PROVIDED TEXT
--------------------------------------------------

Paul doesn't even explain why he believes nature points to his god being the creator. His argument seems to suggest that because we don't understand everything about how the world came about, therefore God must have done it. To me this reads like "I don't know/understand X, therefore the answer must be Y". It's a complete non-sequitur.

Paul also appears to be unaware of every other belief system ever invented, none of which share a belief in his god. In fact, far more people who ever lived have disagreed with Paul's view of god, than those who have agreed. This evidence strongly suggests that Paul's god isn't as self-evident as he seems to think. Paul even apparently confronted such people in Athens - why else did he need to preach to people who had never heard of his god? His argument is refuted by his own preaching!

Now obviously I do understand a little about why people think the natural world was designed by some kind of intelligent being, but I think their reasoning is flawed, and I'll explain why I think that.

I think by far the most common reason why people reject a natural origin is because they simply don't understand or cannot fathom how it could be possible, and therefore they conclude that it is not possible. This is known as the argument from personal incredulity.

Apparent design
Many people fail to distinguish between something that was designed and something that merely looks like it was designed. To ask "who" designed the world is simply begging the question. We cannot ask that question before determining whether the world was indeed designed.

How do we tell if something really was designed? You may be familiar with Paley's watchmaker analogy.
In crossing a heath, suppose I pitched my foot against a stone, and were asked how the stone came to be there; I might possibly answer, that, for anything I knew to the contrary, it had lain there forever: nor would it perhaps be very easy to show the absurdity of this answer. But suppose I had found a watch upon the ground, and it should be inquired how the watch happened to be in that place; I should hardly think of the answer I had before given, that for anything I knew, the watch might have always been there. ... There must have existed, at some time, and at some place or other, an artificer or artificers, who formed [the watch] for the purpose which we find it actually to answer; who comprehended its construction, and designed its use. ... Every indication of contrivance, every manifestation of design, which existed in the watch, exists in the works of nature; with the difference, on the side of nature, of being greater or more, and that in a degree which exceeds all computation.

--------------------------------------------------

STORED DATA

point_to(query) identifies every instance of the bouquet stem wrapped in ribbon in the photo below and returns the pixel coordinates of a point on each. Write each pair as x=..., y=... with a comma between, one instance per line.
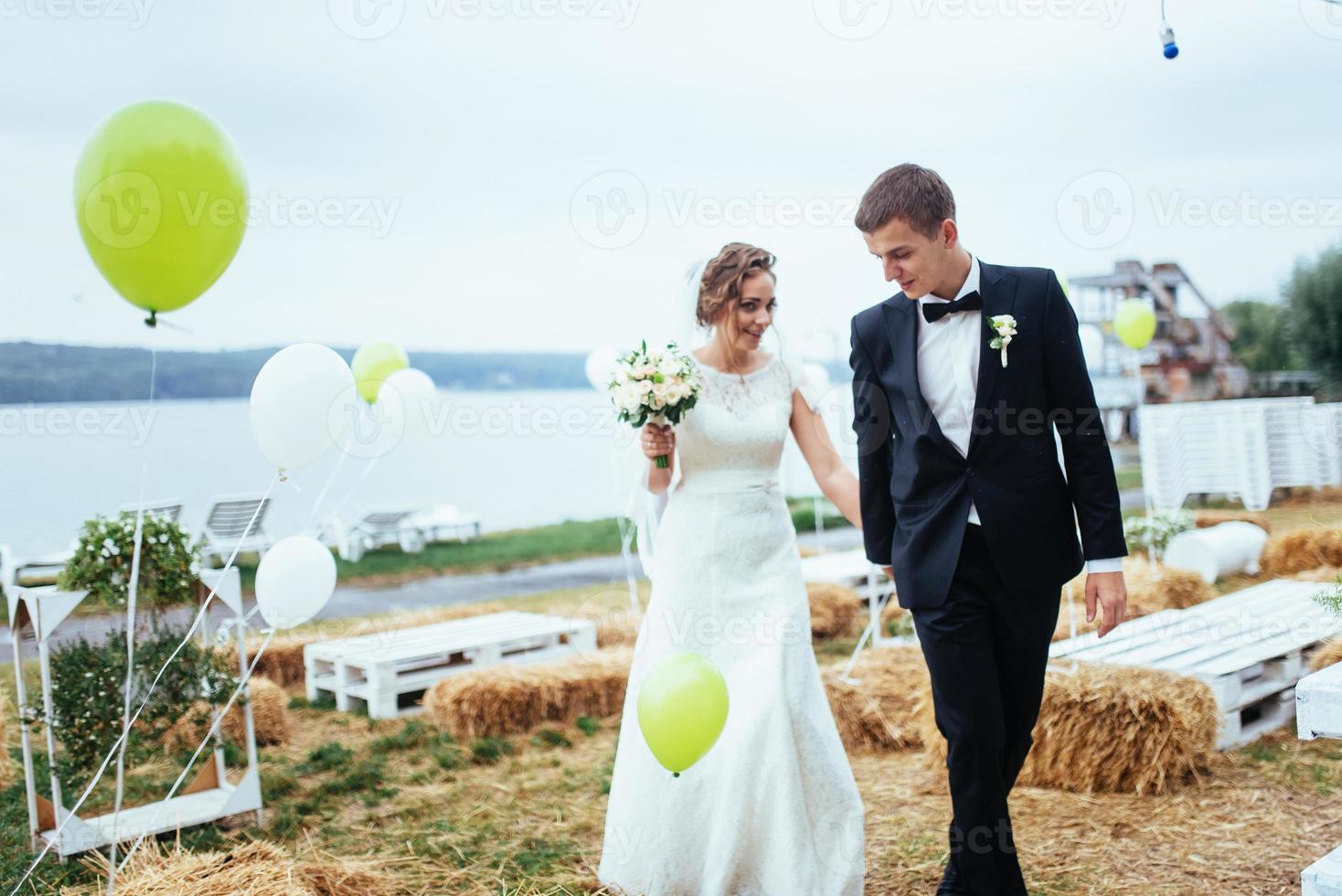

--------------------------------------------------

PROBLEM SET
1. Name every reasoning error that the passage on Paul's design argument identifies by a specific label.
2. Repeat the portion of the passage on Paul's design argument starting with "Now obviously I" and going on through "I think that.".

EXPECTED ANSWERS
1.
- non-sequitur
- argument from personal incredulity
- begging the question

2.
Now obviously I do understand a little about why people think the natural world was designed by some kind of intelligent being, but I think their reasoning is flawed, and I'll explain why I think that.